**Required action:** All entries are to be returned verbatim.

**Region pointing data:**

=== Begin Enclosure ===

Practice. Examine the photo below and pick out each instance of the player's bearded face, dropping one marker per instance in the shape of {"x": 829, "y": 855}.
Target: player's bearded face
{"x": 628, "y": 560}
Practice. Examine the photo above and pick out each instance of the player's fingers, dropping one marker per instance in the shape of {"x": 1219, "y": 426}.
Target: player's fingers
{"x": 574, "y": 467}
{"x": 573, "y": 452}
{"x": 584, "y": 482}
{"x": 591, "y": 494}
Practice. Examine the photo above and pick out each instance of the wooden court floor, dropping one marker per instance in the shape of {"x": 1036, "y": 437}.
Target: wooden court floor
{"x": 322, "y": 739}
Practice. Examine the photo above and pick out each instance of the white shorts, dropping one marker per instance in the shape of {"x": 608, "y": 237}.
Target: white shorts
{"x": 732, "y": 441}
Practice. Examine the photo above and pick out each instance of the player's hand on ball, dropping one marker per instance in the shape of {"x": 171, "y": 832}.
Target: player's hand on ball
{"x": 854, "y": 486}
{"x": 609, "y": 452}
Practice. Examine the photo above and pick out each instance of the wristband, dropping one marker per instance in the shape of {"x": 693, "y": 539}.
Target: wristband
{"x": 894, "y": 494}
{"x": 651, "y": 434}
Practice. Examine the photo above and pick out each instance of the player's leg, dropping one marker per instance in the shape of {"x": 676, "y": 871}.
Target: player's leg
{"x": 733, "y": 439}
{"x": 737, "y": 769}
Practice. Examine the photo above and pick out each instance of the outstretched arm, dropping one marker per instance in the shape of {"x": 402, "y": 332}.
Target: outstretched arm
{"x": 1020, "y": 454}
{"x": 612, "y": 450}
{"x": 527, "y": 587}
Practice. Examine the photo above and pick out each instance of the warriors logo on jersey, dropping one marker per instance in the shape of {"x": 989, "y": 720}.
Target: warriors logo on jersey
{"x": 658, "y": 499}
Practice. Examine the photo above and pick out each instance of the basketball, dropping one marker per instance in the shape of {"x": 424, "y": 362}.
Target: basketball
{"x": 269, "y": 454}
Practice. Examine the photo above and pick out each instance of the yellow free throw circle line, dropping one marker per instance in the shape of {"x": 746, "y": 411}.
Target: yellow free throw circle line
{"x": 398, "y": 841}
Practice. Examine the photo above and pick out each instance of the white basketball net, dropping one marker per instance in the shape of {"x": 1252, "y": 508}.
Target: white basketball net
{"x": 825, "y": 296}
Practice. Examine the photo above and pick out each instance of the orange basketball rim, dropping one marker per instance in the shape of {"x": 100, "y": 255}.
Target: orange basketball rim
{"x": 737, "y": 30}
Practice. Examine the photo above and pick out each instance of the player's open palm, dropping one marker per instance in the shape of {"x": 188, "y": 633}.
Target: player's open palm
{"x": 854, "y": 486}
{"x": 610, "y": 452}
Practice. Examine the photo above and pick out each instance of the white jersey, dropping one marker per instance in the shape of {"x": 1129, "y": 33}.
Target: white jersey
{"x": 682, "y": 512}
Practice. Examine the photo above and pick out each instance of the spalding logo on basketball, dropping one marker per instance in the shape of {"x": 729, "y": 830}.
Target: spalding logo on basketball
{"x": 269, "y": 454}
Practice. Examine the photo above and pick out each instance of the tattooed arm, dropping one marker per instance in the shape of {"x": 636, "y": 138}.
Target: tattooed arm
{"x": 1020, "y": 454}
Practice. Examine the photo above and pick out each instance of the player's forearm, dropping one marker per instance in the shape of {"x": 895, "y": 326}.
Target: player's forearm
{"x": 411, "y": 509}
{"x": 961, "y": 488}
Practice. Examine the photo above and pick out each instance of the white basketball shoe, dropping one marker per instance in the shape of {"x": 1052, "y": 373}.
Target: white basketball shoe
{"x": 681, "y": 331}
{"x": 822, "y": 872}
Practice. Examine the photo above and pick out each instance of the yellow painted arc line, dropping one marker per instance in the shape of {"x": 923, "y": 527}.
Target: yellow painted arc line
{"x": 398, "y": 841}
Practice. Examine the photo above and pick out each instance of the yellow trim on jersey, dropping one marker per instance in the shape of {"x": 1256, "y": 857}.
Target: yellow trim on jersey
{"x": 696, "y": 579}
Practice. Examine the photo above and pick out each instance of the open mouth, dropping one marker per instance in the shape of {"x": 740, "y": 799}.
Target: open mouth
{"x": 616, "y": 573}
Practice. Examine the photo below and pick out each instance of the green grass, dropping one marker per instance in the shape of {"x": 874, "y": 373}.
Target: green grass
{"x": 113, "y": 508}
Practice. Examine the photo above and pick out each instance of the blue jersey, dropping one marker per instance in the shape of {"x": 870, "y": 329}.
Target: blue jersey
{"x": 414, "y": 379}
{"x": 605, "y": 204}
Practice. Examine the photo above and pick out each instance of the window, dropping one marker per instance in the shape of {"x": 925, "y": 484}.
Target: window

=== End Enclosure ===

**Task solution:**
Practice. Examine the photo below and pick out each instance of the player's bearded face, dropping one marker per instance in the shape of {"x": 829, "y": 855}.
Target: player's bearded face
{"x": 628, "y": 560}
Practice. Examine the photo above and pick out each instance of the player's fingers, dropping one marker per instance in the shape of {"x": 1219, "y": 426}.
Target: player's fingers
{"x": 574, "y": 467}
{"x": 573, "y": 452}
{"x": 584, "y": 482}
{"x": 591, "y": 494}
Practice. Examine the photo above and pick out each instance of the wooden court floor, dropping one marker per instance in the shape of {"x": 1036, "y": 437}.
Target: wooden court floor
{"x": 322, "y": 739}
Practice. Examine the photo above and pick out each instance of the white shorts, dropping one marker per instance in the shape of {"x": 608, "y": 237}.
Target: white shorts
{"x": 732, "y": 441}
Practice. Examine the photo above and pick out each instance of the player's hand on ball, dropping one marker per instance in the shape of {"x": 171, "y": 832}.
Target: player's hand on ball
{"x": 854, "y": 486}
{"x": 609, "y": 452}
Practice. Examine the photo above and pick out each instance of the wristband, dropping one marker per instance in the shape of {"x": 693, "y": 539}.
Target: wristband
{"x": 894, "y": 494}
{"x": 651, "y": 434}
Practice. Examine the photo above and pick out each instance of the player's leg, dropping one marker per instance in the shape of {"x": 676, "y": 871}.
Target: player's leg
{"x": 733, "y": 439}
{"x": 737, "y": 769}
Practice. Examine the photo above and pick out each instance of the outstretched arm, dropping one marker per instance in the shape of {"x": 402, "y": 332}.
Target: outstretched arm
{"x": 1020, "y": 454}
{"x": 612, "y": 450}
{"x": 527, "y": 587}
Practice. Examine the photo above and pick out each instance of the warriors logo on jersey, dropping one marker per instance in the shape of {"x": 989, "y": 720}.
Target: warriors logo on jersey
{"x": 658, "y": 499}
Practice. Examine the photo above and pick out each instance of the basketball, dropping one marker per instance in the shape of {"x": 424, "y": 362}.
Target: basketball
{"x": 269, "y": 454}
Practice. Examine the photo above and pick out each instance of the yellow free throw circle line, dropping one marker per instance in the shape of {"x": 746, "y": 411}.
Target: yellow free throw circle line
{"x": 398, "y": 841}
Practice. Examine the photo above and pick out each instance of the white basketball net, dropping one marker per instance in the shape of {"x": 1252, "y": 508}.
Target: white basketball net
{"x": 825, "y": 296}
Practice. Examine the photo above and pick out each instance of the orange basketball rim, dropping one marker per instance in the shape of {"x": 100, "y": 255}.
Target: orange basketball rim
{"x": 737, "y": 30}
Practice. Examine the photo above and pick out each instance of the player's open palm, dropping one marker per instance in the shape of {"x": 188, "y": 633}.
Target: player's open palm
{"x": 854, "y": 486}
{"x": 610, "y": 452}
Practice. Examine the photo above and pick out each instance of the white jersey, dropping one marker per instance in the shape of {"x": 1129, "y": 33}.
Target: white jersey
{"x": 682, "y": 512}
Practice. Examine the photo above and pick out each instance of the spalding logo on basketball, dropping one marker per instance in the shape of {"x": 729, "y": 830}.
Target: spalding logo on basketball
{"x": 269, "y": 454}
Practice. Examine the photo above and pick out each instance of the tattooed arm, dropping one marker per instance in the shape of {"x": 636, "y": 138}.
Target: tattooed arm
{"x": 1020, "y": 454}
Practice. Examine the photo above and pick out each instance of the player's forearm, dropping one marker per instance in the shape of {"x": 895, "y": 326}.
Target: player's forearm
{"x": 411, "y": 509}
{"x": 961, "y": 488}
Practice. Examine the photo above and pick out each instance of the white basketball shoe, dropping one marker per instance in the shape of {"x": 1052, "y": 373}.
Target: white basketball shoe
{"x": 681, "y": 331}
{"x": 822, "y": 872}
Practice. Examine the photo above and pick out each instance of the yellow painted arc line, dropping one marker per instance in the shape of {"x": 923, "y": 527}.
Target: yellow painted arc line
{"x": 398, "y": 841}
Practice. Examine the photo above and pick out each instance of the yellow trim on jersey, dropping one marker per instance in the shape of {"x": 1256, "y": 857}.
Target: yellow trim on jersey
{"x": 696, "y": 579}
Practice. Examine the photo above and pick out each instance of the open mouth, dropping one marker per instance in the shape of {"x": 740, "y": 799}.
Target: open mouth
{"x": 616, "y": 573}
Practice. Examine the photo below and pick out each instance of the green grass, dropping one marker per instance in the shape of {"x": 874, "y": 373}.
Target: green grass
{"x": 113, "y": 508}
Practice. Examine the photo above and pick out each instance of the blue jersey, dropping one marker per instance in the shape of {"x": 870, "y": 329}.
Target: blue jersey
{"x": 414, "y": 379}
{"x": 605, "y": 204}
Practice. Examine the photo above and pick out each instance of the window, dropping one marker per instance in the shape of {"x": 925, "y": 484}.
Target: window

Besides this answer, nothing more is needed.